─── EXTRAIT DU TEXTE

Architecture, l'esprit du lieu

Archaïsme et brutalisme sur la cène berlinoise

Abonnés
Par Lionel Blaisse, le 2 septembre 2024.
Le restaurant Jigi Poke à Berlin
DR

Conçue en pleine pandémie, la « cénographie » imaginée par le Studio Vaust pour le Jigi Poke – « faste-food » hawaïen en plein Mitte berlinois – fait preuve d’un dépouillement semblant invoquer « l’essence des choses » si chère à Brancusi !

Le studio créé en 2018 par David Kosock et Jœrn Scheipers embrasse sans hiérarchie l’architecture intérieure, le design d’objet et la direction artistique. Ils défendent une esthétique vibrante et brutaliste dont les juxtapositions inattendues font la part belle aux matériaux naturels ou industriels peu onéreux.

Faim du monde ?

Imaginer un lieu de partage culinaire exotique en plein confinement urbain, à l’heure où certains envisageaient déjà la fin de notre monde, tenait du paradoxe. Alors pourquoi ne pas étendre la distanciation physique, alors de mise, à l’imaginaire indigène ? Seule une très belle photographie noir et blanc d’un pêcheur polynésien assis sur un rocher « épuise » le cliché !

──────

CONSIGNE: Recopiez fidèlement, dans l'article sur le restaurant Jigi Poke, le passage qui va de « Le restaurant Jigi » à « ou industriels peu onéreux. ».

─── DONNÉES FOURNIES

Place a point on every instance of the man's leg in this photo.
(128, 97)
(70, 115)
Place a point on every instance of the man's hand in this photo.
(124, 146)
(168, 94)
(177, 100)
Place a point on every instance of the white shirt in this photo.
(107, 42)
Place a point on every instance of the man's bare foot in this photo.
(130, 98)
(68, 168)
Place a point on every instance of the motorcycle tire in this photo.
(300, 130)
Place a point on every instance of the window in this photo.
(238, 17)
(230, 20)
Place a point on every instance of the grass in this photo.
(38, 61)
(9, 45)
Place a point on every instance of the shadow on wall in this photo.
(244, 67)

──────

CORRIGÉ:
Le restaurant Jigi Poke à Berlin
DR

Conçue en pleine pandémie, la « cénographie » imaginée par le Studio Vaust pour le Jigi Poke – « faste-food » hawaïen en plein Mitte berlinois – fait preuve d’un dépouillement semblant invoquer « l’essence des choses » si chère à Brancusi !

Le studio créé en 2018 par David Kosock et Jœrn Scheipers embrasse sans hiérarchie l’architecture intérieure, le design d’objet et la direction artistique. Ils défendent une esthétique vibrante et brutaliste dont les juxtapositions inattendues font la part belle aux matériaux naturels ou industriels peu onéreux.